:: Goal ::
Add 40 to each coordinate number in the answers, and write out in full only the lines from the one containing "Find the vine-covered" through the last line of the items, inclusive. Keep the request lines unchanged and give nothing beyond those lines.

....................

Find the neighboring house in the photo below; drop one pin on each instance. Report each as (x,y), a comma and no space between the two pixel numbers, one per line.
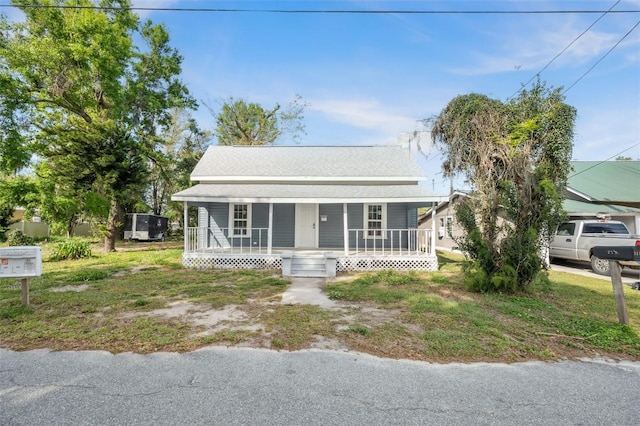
(594,188)
(605,187)
(444,222)
(309,210)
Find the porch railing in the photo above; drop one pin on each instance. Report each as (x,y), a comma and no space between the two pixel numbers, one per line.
(225,240)
(390,242)
(362,242)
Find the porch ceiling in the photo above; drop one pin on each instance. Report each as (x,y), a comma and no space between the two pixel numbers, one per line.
(304,193)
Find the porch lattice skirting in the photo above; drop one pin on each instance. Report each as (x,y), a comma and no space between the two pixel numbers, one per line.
(378,263)
(200,261)
(343,263)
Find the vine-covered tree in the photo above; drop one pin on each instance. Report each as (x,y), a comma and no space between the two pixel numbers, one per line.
(517,157)
(72,74)
(246,123)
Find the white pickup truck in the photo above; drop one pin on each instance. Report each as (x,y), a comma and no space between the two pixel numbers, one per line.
(575,239)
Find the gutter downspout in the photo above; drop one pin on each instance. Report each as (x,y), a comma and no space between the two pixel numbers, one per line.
(345,229)
(186,227)
(270,236)
(433,228)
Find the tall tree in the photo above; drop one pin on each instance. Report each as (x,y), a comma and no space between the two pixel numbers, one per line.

....................

:: Solved problem ::
Find the vine-covered tree in the photo above; drop one pin on each instance. Report each as (x,y), a comma and no space between the two pixel numbers, one per line.
(557,197)
(112,114)
(286,163)
Find the white pickup truck in the photo above; drop one pin on each instance. Report each as (x,y), a comma and no space between the two pixel numbers, one per line.
(615,279)
Find the gutter downspout in the photo above; drop one pin on each instance. Report each as (x,y), a comma and no space between the two pixel numbers, one per line.
(385,269)
(226,267)
(310,276)
(473,268)
Find the tall tree in the photo above; drop one pin on each instance. Report each as (x,y), a comma and no space between the two pixel numbers, one per line.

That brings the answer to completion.